## Natural-language object grounding data
Segment Open

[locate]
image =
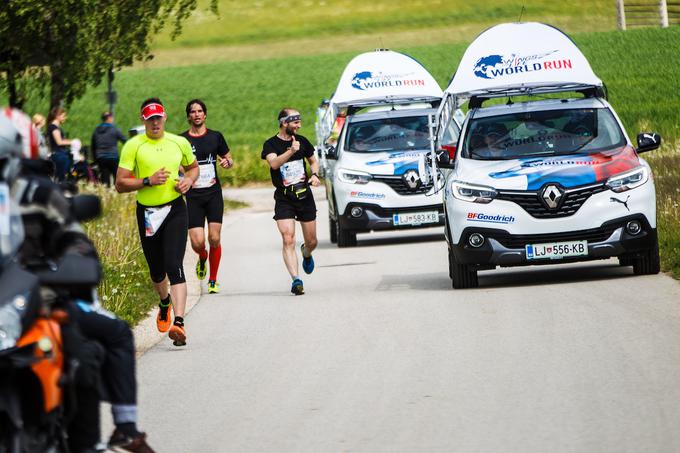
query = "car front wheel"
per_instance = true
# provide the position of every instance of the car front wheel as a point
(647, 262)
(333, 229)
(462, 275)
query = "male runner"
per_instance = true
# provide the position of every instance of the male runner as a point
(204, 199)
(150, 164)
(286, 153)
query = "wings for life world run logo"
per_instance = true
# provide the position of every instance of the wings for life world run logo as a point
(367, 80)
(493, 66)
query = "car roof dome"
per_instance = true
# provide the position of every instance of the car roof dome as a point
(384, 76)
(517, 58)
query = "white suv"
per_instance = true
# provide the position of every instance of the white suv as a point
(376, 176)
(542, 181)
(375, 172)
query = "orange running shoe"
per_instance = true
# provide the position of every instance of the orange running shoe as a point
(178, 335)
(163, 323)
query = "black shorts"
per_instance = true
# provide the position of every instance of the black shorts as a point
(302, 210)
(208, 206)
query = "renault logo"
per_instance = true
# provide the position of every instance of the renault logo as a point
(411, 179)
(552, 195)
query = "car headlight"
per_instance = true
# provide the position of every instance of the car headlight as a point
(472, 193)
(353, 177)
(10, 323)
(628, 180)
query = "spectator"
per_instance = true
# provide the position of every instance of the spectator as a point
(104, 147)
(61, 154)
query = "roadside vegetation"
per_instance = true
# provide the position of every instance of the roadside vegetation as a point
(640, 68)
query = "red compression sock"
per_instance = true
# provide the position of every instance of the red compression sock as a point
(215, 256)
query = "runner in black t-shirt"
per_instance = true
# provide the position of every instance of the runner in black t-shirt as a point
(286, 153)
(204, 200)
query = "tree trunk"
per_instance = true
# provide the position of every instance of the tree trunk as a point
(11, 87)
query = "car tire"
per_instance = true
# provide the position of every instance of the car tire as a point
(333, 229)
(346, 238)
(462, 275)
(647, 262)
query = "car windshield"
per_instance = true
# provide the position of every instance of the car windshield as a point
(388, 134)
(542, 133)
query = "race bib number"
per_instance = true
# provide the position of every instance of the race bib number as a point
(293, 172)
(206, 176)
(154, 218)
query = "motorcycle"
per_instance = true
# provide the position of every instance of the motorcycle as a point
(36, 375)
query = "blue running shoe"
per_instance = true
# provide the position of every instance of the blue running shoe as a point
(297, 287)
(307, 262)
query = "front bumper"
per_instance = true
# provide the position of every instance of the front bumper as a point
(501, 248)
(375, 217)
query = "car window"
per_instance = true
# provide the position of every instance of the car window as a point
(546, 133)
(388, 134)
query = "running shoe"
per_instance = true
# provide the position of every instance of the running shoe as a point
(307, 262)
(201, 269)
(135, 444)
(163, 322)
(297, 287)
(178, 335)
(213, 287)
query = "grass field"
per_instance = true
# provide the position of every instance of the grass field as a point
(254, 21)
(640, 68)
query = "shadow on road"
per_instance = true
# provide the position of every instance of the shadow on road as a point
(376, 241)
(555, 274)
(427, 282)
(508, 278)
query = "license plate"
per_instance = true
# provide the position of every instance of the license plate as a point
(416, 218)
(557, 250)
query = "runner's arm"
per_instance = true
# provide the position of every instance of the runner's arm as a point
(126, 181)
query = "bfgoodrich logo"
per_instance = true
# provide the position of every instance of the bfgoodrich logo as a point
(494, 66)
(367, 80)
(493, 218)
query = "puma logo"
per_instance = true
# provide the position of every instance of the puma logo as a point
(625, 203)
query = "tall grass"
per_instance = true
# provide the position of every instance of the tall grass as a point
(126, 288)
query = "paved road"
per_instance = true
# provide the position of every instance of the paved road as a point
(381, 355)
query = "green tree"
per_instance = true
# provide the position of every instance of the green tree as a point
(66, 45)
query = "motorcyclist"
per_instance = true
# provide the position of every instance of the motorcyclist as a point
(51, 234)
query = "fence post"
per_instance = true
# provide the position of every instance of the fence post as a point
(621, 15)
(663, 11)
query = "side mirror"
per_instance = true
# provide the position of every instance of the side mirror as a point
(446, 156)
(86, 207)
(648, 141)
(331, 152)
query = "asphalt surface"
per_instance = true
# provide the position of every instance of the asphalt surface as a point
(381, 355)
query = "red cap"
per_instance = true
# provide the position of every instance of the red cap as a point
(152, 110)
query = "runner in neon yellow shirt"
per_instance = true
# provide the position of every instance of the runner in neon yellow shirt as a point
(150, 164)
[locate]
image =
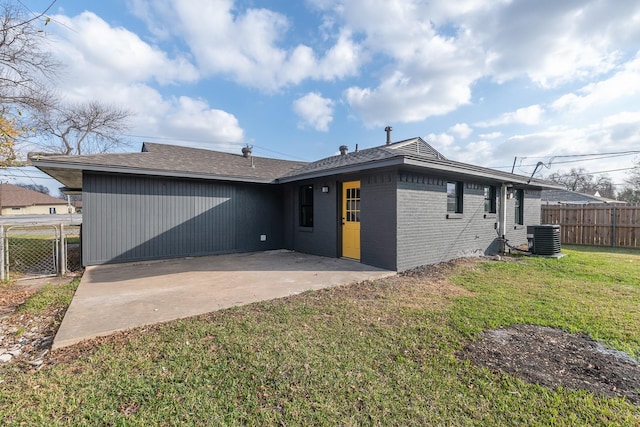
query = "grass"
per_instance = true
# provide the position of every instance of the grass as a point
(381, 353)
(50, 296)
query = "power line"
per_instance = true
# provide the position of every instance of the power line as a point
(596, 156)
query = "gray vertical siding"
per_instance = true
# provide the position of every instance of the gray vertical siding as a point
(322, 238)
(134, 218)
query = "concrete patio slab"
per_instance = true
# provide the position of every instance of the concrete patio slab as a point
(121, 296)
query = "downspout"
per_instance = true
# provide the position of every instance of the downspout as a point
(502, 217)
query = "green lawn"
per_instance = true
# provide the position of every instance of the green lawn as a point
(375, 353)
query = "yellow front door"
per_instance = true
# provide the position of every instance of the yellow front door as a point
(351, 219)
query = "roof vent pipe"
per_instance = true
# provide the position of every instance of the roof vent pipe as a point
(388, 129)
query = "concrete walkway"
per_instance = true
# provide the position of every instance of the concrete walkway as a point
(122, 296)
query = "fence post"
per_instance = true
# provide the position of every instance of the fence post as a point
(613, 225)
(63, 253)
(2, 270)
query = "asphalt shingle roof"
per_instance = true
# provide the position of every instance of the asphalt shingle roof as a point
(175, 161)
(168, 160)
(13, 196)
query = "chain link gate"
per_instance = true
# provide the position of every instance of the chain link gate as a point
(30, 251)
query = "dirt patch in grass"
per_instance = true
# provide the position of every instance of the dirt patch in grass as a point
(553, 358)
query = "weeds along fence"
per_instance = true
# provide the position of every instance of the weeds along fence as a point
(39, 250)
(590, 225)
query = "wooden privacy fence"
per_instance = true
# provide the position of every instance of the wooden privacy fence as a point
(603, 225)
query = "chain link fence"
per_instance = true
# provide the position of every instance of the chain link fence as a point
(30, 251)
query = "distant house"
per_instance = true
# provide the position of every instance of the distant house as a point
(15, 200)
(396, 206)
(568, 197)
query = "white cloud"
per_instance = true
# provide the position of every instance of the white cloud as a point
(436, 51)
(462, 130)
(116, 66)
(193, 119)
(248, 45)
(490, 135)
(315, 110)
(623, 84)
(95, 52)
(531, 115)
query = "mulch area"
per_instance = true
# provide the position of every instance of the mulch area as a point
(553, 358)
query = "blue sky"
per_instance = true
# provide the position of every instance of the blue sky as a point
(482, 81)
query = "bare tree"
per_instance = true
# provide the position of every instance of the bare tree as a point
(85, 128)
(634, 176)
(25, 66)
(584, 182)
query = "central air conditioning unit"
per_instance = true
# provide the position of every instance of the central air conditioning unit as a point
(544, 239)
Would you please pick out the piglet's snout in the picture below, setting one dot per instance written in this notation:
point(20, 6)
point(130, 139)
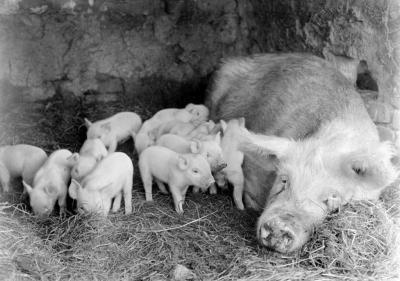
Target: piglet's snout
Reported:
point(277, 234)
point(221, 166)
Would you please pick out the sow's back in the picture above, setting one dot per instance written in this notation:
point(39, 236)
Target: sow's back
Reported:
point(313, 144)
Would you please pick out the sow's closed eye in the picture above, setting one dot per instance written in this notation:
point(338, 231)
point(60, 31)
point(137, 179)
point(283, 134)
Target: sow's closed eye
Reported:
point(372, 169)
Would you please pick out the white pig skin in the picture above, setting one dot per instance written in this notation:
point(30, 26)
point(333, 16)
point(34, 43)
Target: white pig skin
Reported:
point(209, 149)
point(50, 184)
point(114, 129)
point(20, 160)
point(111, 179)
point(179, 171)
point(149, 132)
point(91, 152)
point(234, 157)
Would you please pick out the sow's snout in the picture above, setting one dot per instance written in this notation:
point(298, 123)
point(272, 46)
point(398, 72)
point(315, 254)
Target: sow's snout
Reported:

Segment Closed

## Problem details
Search the entries for the word "back". Copy each line where it appears.

## Exercise response
Would you please pick out the sow's back in the picture above, setting one dot per instance written in this notation:
Target: sow's back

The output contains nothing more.